━━━ DATA TO USE ━━━

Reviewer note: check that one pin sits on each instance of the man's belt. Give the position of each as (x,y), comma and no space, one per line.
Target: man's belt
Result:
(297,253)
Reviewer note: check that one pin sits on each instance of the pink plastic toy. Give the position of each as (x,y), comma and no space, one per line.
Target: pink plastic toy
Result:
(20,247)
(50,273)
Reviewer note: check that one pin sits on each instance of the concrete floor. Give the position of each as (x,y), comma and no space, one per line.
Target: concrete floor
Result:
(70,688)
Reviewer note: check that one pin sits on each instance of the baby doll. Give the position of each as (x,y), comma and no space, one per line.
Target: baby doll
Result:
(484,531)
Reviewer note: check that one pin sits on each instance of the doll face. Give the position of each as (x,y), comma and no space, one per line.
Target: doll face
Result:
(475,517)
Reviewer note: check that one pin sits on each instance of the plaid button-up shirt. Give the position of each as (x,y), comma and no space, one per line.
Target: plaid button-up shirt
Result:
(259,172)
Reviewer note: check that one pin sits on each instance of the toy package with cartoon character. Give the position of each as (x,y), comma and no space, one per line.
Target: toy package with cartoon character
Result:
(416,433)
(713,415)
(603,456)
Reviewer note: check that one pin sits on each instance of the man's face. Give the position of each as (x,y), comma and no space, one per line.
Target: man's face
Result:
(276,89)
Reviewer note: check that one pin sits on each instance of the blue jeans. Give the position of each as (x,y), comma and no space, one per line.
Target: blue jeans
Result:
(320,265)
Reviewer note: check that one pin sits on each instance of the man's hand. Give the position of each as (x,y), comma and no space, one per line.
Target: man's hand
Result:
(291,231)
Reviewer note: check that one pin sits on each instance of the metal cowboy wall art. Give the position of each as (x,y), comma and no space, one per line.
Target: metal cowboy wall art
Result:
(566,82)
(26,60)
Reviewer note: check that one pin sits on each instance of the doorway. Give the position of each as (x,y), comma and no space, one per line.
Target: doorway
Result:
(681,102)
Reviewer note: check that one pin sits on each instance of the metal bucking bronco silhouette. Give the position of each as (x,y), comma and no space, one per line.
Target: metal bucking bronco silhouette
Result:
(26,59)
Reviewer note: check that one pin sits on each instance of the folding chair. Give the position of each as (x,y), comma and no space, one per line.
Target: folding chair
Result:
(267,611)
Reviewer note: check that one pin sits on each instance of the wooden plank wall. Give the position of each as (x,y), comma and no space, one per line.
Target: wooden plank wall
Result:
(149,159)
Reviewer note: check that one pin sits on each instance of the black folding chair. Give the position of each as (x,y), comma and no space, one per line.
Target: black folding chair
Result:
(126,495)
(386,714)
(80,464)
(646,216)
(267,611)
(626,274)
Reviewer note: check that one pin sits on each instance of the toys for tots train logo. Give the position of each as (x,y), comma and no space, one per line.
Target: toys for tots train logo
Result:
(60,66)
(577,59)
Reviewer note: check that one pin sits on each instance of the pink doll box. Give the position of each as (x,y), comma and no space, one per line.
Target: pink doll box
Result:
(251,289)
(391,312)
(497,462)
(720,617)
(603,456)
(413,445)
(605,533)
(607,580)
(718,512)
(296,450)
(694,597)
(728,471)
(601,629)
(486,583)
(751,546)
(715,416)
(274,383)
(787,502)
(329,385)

━━━

• [WHAT IS ASKED]: Reproduce the lines word for word, beginning at the line that contains "the pink doll" and continuing through the final line above.

• [IN RESPONSE]:
Reviewer note: check that one pin sits on each instance of the pink doll box. Give the position of each as (x,y), comma and no space, one per line.
Target: pink doll box
Result:
(251,289)
(391,312)
(497,462)
(720,617)
(603,456)
(413,445)
(605,533)
(607,580)
(718,512)
(296,450)
(694,597)
(728,471)
(601,629)
(486,583)
(751,546)
(715,416)
(274,383)
(787,502)
(329,385)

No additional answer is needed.